There is now not a week without someone new claiming that they have a server "faster than G-WAN".

The good news is that G-WAN became the "reference-to-beat" for everyone. The bad news is that – every single time – these claims are backed by tests that show G-WAN performing between 15k and 150k requests per second (whatever the number of CPU Cores).

The "why" is so obvious that it is really entertaining.

The devil is in the details

These tests have a few things in common:

the total lack of rounds,
the total lack of concurrency range,
the total lack of performance.

Let's see why, one item after another:

Rounds are mandatory because you will never get the same results in two consecutive shots of weighttp (those using the single-threaded ApacheBench on a multi-threaded server are not even worth considering). So, something like 10 rounds (the value used in all G-WAN tests) give you a minimum, an average and a maximum (rather than one single arbitrarily chosen value).

A concurrency range is also needed: one server may shine at 10 requests per second and die at 1,000 requests per second – or it may pass those two shots but not perform well a long test covering a large [0-1,000] concurrency range (the one used in G-WAN tests).

OBJECTIVE 1:
Display each line of the listing that contains the string "with", treating uppercase and lowercase as different.

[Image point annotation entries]
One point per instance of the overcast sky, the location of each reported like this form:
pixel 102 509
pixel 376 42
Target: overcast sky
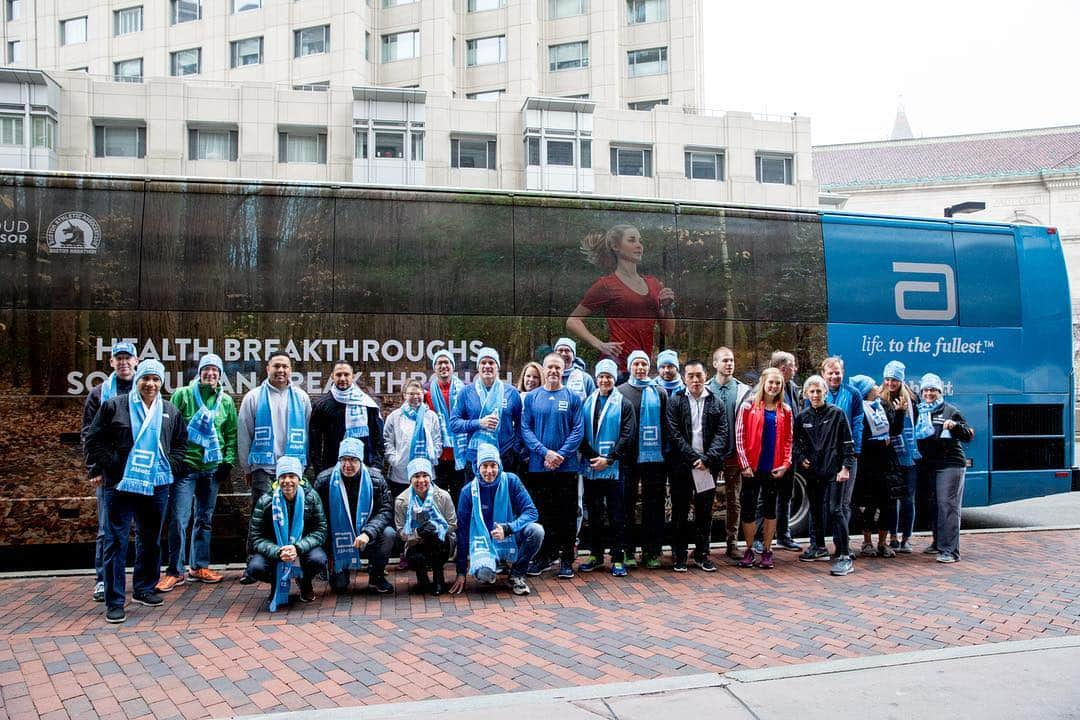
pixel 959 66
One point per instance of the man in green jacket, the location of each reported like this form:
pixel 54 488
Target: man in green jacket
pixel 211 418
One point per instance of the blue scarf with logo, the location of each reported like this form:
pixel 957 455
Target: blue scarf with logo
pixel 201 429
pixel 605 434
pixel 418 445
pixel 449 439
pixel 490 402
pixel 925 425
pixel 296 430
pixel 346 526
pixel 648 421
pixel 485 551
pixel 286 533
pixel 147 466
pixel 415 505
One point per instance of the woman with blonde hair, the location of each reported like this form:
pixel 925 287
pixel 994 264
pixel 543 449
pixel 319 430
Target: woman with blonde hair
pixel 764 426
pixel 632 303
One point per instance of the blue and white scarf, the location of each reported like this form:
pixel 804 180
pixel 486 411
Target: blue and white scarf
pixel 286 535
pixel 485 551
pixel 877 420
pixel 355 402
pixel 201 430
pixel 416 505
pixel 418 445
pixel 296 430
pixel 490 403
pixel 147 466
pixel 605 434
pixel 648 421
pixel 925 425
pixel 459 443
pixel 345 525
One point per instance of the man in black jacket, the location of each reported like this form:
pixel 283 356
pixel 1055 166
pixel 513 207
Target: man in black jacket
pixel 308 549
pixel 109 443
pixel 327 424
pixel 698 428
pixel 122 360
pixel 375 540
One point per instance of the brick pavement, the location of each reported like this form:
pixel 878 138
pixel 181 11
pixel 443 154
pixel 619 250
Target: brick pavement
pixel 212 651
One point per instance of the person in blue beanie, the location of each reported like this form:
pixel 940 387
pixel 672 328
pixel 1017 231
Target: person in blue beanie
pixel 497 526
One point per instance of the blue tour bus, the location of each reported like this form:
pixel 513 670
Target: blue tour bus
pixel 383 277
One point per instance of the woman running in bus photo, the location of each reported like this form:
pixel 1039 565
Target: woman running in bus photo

OBJECTIVE 2:
Reproduce the benchmarking text from "There is now" to "of CPU Cores).", renaming "G-WAN" to "the benchmark server" wherever it occurs in that span.

FINAL ANSWER 1:
One point per instance of the blue scarf with logo, the location of each reported like this form:
Target: blue scarf with logo
One point per instance of the woman with blonde hair, the location of each reported like this form:
Target: woman with blonde hair

FINAL ANSWER 2:
There is now not a week without someone new claiming that they have a server "faster than the benchmark server".

The good news is that the benchmark server became the "reference-to-beat" for everyone. The bad news is that – every single time – these claims are backed by tests that show the benchmark server performing between 15k and 150k requests per second (whatever the number of CPU Cores).